-- begin SOURCE DOCUMENT --

Visual Studies Workshop (VSW) is a non-profit organization dedicated to art education based in Rochester, New York, in the Neighborhood of the Arts. VSW supports makers and interpreters of images through education, publications, exhibitions, and collections. VSW houses a bookstore, microcinema, exhibition gallery, and research center, and hosts artists-in-residence.

VSW was founded in 1969 by photographer, writer, curator and educator, Nathan Lyons. VSW is artist-run and an educational and support center for photography, artist books, and other media art. VSW ran a Master of Fine Arts (MFA) program through SUNY Buffalo until 1981, and then through State University of New York at Brockport until 2022. Since its inception, VSW has had connections with regional artists and communities involved with early experimental video and media access, including Experimental Television Center, Steina and Woody Vasulka, the Videofreex, and in particular, Rochester's grassroots media access organization, Portable Channel.

-- end SOURCE DOCUMENT --
-- begin SOURCE MATERIAL --

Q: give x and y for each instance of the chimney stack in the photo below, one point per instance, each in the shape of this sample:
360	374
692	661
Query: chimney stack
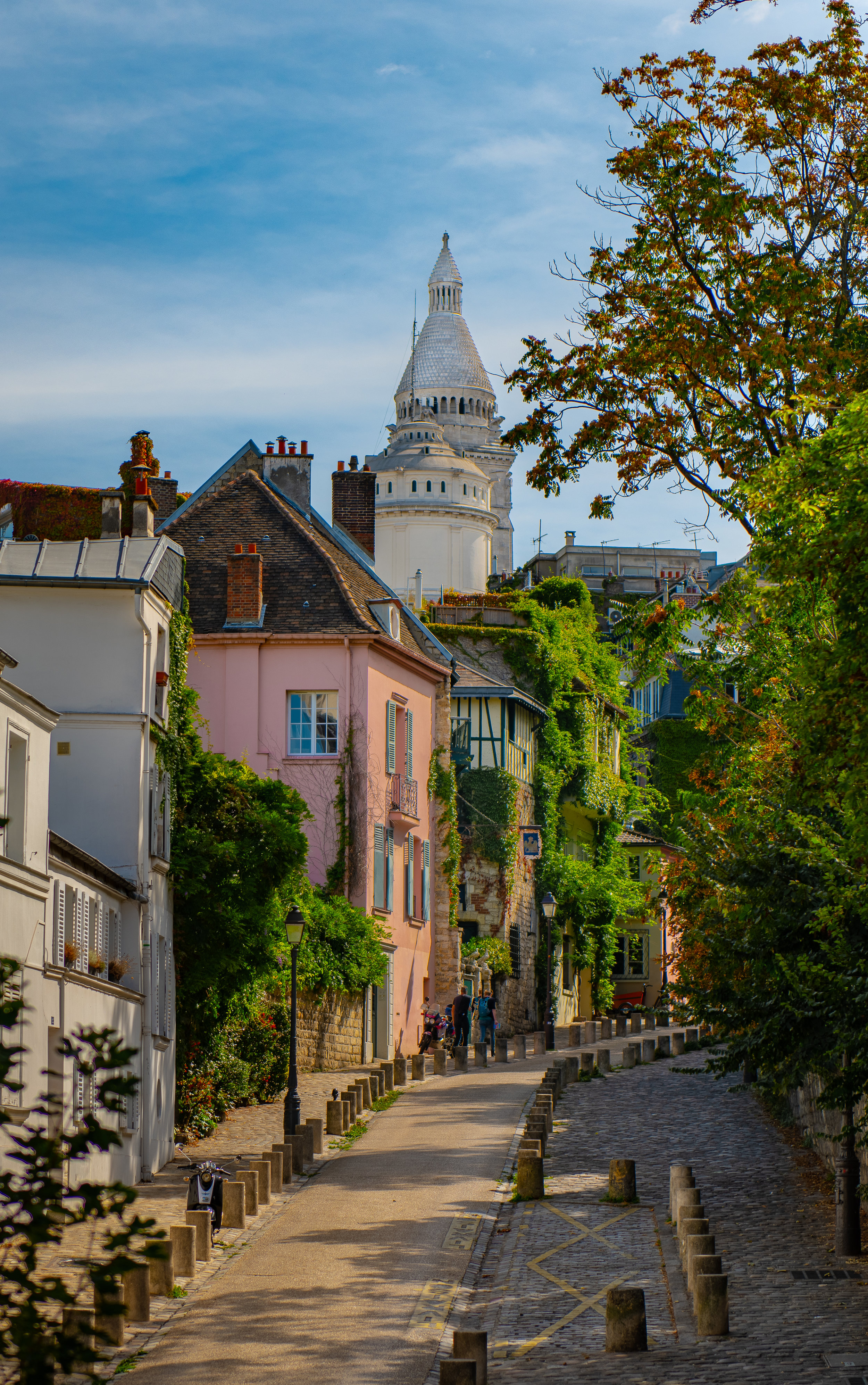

-- end SOURCE MATERIAL --

Reproduce the text about Visual Studies Workshop above word for word, in full.

Visual Studies Workshop (VSW) is a non-profit organization dedicated to art education based in Rochester, New York, in the Neighborhood of the Arts. VSW supports makers and interpreters of images through education, publications, exhibitions, and collections. VSW houses a bookstore, microcinema, exhibition gallery, and research center, and hosts artists-in-residence.

VSW was founded in 1969 by photographer, writer, curator and educator, Nathan Lyons. VSW is artist-run and an educational and support center for photography, artist books, and other media art. VSW ran a Master of Fine Arts (MFA) program through SUNY Buffalo until 1981, and then through State University of New York at Brockport until 2022. Since its inception, VSW has had connections with regional artists and communities involved with early experimental video and media access, including Experimental Television Center, Steina and Woody Vasulka, the Videofreex, and in particular, Rochester's grassroots media access organization, Portable Channel.